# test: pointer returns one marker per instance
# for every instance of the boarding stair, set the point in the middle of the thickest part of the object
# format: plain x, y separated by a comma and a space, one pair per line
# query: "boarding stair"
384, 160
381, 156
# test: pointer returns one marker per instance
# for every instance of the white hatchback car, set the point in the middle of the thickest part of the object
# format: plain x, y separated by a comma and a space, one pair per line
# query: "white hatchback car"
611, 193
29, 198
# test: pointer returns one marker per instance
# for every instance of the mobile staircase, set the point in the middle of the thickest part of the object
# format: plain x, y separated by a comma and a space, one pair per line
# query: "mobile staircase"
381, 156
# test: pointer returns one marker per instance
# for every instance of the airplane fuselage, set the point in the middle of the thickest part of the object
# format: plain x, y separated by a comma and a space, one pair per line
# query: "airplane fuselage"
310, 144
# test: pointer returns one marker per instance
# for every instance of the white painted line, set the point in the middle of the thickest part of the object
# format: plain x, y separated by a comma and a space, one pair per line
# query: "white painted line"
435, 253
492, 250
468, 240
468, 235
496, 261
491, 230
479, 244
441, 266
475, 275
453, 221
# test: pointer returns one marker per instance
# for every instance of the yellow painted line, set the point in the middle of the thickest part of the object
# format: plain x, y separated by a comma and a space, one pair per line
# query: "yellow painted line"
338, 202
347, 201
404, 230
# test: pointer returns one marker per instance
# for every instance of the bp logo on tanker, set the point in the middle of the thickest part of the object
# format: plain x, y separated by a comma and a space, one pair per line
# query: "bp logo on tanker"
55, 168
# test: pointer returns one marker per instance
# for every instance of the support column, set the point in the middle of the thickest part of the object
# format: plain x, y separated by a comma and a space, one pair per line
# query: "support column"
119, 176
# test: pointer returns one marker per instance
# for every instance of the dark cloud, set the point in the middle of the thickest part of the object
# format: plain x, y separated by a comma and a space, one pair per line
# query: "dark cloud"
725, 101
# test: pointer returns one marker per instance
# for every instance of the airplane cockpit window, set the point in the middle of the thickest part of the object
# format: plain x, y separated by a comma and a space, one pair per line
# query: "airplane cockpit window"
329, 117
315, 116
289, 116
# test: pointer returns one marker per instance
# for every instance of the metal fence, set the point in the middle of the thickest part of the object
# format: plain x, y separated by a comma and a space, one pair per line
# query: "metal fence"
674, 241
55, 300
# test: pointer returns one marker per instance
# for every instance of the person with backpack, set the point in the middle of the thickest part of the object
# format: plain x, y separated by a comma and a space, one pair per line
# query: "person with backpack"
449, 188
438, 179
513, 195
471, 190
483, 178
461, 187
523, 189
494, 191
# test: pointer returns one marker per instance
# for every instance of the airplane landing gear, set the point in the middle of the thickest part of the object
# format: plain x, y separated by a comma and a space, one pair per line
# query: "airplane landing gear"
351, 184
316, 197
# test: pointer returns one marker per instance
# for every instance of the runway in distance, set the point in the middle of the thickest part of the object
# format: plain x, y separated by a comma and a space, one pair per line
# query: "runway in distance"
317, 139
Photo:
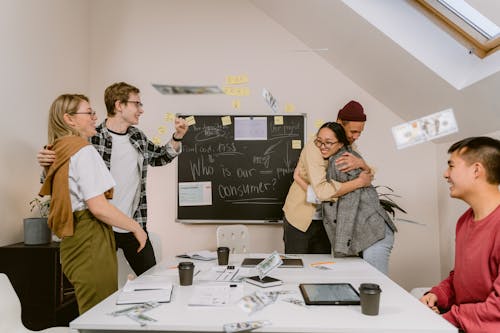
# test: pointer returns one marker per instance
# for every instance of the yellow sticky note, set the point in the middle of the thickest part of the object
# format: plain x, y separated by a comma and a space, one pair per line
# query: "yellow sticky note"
236, 79
318, 123
296, 144
169, 116
236, 103
190, 120
156, 140
226, 120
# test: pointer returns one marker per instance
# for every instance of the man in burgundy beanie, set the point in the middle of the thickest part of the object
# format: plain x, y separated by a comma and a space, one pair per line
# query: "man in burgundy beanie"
352, 117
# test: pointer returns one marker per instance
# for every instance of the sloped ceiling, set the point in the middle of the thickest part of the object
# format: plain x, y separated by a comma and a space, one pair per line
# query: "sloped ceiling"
383, 68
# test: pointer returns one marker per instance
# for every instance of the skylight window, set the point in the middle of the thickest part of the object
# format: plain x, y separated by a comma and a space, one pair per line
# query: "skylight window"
480, 35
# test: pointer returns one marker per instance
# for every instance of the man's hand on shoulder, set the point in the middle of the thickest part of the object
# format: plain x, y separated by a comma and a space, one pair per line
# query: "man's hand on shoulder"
348, 162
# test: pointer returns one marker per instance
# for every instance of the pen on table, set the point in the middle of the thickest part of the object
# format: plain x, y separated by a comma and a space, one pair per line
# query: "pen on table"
322, 263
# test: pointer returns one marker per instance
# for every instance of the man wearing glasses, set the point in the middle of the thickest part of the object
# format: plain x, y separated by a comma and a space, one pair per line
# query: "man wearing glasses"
303, 221
127, 152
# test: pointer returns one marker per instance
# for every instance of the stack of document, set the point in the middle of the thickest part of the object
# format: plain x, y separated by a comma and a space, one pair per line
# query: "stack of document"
200, 255
149, 288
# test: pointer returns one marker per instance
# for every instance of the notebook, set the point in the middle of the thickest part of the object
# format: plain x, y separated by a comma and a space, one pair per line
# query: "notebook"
287, 262
144, 289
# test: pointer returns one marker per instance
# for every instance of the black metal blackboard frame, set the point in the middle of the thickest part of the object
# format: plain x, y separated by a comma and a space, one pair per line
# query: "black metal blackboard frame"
249, 178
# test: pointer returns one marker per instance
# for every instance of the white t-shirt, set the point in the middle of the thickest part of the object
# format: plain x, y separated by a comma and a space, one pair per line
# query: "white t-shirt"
88, 177
125, 171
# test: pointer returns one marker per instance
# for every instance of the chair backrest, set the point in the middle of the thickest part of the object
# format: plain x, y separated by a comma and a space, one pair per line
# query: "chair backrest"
234, 236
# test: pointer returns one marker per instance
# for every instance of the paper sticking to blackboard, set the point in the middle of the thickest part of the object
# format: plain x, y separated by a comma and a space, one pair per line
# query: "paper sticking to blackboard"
190, 120
424, 129
195, 194
250, 128
270, 100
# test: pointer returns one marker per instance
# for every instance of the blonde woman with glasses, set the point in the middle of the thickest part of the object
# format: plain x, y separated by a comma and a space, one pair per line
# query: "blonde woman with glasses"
80, 214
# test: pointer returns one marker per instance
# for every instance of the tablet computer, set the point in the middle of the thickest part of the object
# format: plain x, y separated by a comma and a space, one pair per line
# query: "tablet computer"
329, 294
287, 262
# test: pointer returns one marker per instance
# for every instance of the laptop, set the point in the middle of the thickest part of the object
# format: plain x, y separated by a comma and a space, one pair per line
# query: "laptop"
287, 262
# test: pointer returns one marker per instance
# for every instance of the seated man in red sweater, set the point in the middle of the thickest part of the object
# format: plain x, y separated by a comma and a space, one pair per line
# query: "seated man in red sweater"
470, 295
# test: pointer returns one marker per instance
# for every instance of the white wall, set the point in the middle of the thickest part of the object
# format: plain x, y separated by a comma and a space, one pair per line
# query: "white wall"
44, 52
194, 42
197, 42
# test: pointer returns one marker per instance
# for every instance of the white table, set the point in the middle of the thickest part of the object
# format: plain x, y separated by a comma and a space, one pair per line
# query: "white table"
399, 311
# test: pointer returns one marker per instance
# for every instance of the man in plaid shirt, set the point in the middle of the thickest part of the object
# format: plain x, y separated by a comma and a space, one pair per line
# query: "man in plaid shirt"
127, 152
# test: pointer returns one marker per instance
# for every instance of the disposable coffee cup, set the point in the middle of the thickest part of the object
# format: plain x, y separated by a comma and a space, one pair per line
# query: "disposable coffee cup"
369, 294
186, 269
223, 255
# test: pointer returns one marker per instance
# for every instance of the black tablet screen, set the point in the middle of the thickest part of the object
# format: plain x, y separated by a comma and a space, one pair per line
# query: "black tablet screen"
329, 293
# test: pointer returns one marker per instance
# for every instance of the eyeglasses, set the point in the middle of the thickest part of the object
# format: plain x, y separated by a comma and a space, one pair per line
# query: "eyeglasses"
327, 144
137, 103
90, 113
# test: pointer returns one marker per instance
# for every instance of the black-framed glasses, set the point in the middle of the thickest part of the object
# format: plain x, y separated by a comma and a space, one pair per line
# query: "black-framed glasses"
137, 103
327, 144
90, 113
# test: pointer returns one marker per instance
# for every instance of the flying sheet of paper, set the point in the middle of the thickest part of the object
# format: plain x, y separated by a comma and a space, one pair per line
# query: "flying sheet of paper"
424, 129
192, 90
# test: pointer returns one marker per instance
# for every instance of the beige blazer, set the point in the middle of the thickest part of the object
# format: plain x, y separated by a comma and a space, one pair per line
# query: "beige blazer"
298, 211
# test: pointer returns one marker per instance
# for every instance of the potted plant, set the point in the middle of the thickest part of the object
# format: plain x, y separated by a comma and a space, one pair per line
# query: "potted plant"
388, 204
36, 230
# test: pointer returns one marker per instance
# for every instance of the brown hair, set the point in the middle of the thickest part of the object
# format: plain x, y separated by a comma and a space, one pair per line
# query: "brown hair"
484, 150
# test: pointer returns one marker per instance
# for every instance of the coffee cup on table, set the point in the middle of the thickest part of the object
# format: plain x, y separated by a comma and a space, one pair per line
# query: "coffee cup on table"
222, 255
186, 270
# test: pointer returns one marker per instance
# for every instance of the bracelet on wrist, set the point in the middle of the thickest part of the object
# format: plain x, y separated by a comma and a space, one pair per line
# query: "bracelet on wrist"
175, 139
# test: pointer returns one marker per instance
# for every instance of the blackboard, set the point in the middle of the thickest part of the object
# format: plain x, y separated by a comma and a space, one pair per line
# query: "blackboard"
237, 169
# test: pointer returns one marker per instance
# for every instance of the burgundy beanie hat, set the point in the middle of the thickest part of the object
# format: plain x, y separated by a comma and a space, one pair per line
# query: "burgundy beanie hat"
352, 111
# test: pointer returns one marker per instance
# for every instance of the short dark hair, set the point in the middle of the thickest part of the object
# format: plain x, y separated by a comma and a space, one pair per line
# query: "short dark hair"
484, 150
118, 92
338, 130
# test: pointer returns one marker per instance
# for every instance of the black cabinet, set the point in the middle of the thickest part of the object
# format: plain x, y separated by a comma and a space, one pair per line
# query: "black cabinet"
47, 297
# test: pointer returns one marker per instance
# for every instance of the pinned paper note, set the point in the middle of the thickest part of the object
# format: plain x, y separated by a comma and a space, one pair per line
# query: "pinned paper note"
296, 144
168, 117
236, 91
236, 104
156, 140
424, 129
226, 120
190, 120
236, 79
318, 123
270, 100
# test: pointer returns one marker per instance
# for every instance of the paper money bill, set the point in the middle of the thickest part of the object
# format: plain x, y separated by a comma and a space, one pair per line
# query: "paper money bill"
268, 264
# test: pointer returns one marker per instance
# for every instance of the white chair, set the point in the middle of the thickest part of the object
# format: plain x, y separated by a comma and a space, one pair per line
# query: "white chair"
419, 292
124, 268
235, 237
10, 311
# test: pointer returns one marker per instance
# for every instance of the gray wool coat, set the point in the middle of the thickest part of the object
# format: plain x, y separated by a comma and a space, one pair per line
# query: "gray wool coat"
356, 220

•••••

* Request *
Count the lines in the rows above that contain the word "with" and give only that number.

* Output *
4